_Set exercise_
Every line from the line containing "Spot the abstract" through the final line of the data is to be printed exactly; no other line is to appear.

_Supplied data_
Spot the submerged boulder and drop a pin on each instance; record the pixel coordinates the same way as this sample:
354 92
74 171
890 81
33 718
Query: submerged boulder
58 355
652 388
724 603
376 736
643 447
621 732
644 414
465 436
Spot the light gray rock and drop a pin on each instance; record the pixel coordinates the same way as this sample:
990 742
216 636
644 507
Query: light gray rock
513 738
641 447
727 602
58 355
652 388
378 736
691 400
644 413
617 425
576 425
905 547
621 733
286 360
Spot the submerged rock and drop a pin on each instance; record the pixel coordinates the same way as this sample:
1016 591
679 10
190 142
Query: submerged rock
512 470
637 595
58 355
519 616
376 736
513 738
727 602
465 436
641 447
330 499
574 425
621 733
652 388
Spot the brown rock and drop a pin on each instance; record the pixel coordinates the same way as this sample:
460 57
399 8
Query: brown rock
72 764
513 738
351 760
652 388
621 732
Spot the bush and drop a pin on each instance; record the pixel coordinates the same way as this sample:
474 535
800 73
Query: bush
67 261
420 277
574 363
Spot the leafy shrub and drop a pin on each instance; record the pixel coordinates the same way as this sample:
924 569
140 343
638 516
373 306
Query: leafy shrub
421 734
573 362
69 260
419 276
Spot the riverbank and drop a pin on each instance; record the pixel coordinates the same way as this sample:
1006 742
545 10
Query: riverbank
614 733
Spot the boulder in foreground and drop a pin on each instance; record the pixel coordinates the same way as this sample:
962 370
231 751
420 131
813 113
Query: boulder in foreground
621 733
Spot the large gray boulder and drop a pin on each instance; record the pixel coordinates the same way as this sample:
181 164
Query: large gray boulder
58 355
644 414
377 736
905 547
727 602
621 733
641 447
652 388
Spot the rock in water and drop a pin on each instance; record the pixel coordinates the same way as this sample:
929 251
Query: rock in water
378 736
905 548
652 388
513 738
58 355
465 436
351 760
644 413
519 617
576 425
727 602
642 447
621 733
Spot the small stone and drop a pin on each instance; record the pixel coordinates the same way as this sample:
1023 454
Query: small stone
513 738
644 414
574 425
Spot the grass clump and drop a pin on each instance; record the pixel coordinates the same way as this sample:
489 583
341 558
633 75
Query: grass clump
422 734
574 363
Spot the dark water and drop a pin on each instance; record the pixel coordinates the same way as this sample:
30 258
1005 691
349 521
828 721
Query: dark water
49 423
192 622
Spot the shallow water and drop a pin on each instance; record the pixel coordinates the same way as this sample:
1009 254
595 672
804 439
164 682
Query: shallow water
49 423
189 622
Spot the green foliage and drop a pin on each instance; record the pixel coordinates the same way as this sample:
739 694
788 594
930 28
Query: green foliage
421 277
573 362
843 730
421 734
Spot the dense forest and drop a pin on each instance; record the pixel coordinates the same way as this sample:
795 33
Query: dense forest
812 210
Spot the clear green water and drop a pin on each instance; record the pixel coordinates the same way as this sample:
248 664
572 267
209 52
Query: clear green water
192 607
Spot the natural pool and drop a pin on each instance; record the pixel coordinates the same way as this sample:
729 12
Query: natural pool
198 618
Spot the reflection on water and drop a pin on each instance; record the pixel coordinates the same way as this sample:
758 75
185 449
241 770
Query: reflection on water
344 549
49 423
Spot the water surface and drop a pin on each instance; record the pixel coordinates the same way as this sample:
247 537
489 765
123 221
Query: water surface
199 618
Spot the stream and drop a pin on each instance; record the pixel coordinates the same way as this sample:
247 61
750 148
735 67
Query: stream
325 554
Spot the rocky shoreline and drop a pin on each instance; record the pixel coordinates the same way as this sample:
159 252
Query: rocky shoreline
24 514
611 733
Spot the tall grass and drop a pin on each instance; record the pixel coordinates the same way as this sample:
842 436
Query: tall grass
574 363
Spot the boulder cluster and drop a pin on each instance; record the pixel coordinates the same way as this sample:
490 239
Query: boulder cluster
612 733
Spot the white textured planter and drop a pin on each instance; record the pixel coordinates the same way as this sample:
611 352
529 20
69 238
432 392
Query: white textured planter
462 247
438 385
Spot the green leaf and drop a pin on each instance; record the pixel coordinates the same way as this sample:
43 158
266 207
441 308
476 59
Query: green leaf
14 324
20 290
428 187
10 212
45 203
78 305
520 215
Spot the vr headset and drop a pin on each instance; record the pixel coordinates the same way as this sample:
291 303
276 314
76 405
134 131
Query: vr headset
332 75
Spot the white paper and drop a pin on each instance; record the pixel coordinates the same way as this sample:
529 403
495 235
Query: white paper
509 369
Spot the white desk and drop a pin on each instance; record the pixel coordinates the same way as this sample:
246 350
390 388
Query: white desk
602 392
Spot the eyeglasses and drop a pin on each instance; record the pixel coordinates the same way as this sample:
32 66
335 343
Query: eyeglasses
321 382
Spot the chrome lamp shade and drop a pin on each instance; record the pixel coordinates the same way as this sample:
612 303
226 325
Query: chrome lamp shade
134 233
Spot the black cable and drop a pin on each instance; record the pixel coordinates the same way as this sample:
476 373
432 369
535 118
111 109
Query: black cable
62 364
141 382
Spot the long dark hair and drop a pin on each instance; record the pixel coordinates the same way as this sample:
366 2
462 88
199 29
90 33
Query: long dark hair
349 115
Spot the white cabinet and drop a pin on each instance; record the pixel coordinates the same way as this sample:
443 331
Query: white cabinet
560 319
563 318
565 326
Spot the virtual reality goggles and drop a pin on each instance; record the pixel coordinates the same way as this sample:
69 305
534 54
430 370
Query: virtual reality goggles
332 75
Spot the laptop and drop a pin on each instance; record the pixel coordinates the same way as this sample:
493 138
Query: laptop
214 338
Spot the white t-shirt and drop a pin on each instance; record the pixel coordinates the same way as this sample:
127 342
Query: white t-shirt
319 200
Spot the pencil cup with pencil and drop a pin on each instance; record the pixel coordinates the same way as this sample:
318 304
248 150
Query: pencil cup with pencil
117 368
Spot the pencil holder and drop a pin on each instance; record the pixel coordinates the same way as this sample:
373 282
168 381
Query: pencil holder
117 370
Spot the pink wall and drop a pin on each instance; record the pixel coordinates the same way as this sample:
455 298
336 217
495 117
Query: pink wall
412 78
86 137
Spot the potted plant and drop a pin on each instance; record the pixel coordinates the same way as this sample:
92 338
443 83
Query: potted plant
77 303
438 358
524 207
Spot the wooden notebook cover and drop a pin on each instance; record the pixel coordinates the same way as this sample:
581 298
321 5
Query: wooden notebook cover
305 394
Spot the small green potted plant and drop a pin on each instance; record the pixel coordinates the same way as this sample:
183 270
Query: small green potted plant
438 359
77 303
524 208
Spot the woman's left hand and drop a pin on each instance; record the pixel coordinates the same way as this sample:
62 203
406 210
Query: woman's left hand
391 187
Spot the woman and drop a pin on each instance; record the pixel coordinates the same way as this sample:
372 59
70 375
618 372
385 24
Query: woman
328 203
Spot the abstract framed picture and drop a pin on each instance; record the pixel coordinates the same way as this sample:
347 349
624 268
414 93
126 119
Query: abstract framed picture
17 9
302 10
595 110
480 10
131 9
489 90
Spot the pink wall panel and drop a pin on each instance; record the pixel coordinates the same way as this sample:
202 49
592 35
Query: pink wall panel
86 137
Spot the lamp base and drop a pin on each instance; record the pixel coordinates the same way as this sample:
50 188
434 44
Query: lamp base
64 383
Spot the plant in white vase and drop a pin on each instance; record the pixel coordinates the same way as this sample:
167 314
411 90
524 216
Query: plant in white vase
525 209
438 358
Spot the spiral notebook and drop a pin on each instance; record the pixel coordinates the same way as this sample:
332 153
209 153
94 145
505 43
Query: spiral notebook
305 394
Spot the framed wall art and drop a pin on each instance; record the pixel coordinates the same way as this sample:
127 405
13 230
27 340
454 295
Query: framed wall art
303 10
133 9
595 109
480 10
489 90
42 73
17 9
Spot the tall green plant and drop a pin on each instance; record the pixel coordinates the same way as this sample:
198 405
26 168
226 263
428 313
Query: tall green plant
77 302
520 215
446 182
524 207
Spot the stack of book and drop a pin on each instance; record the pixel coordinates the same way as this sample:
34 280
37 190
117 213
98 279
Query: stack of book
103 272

_The solution_
Spot the abstract framed picture and drop a pin on each instance; record the pixel coordinates the same way as this sample:
347 349
624 268
414 93
126 119
Query: abstract framed picture
17 9
302 10
595 110
480 10
131 9
489 90
Spot the pink wall panel and drop a pin on each instance; record the pixel coordinates the same way as this sample:
202 49
592 35
Query: pink wall panel
86 137
Spot the lamp base and drop a pin on each instance; record the pixel coordinates the same way as this sample:
50 188
434 44
Query: lamp base
64 383
Spot the plant in white vase and drop a pin on each instance; record the pixel coordinates the same way as this sample:
167 314
411 90
524 216
Query: plant in white vase
525 209
438 358
Spot the spiral notebook and drop a pin on each instance; record the pixel coordinates the same way as this sample:
332 153
209 153
94 145
505 43
Query: spiral notebook
305 394
Spot the framed wall art and drop a pin on each instance; record the pixel coordinates the same way as this sample:
127 405
13 230
27 340
454 295
Query: framed wall art
303 10
133 9
595 109
480 10
489 90
42 73
17 9
Spot the tall green plant and drop a pin on each instance; record the pixel coordinates the same way as this sample:
198 405
26 168
226 263
428 313
Query: tall green plant
77 302
520 215
446 182
524 207
Spot the stack of book and drop a pin on each instance; record the pixel coordinates the same way as this sample:
34 280
37 190
117 213
98 279
Query: stack of book
103 272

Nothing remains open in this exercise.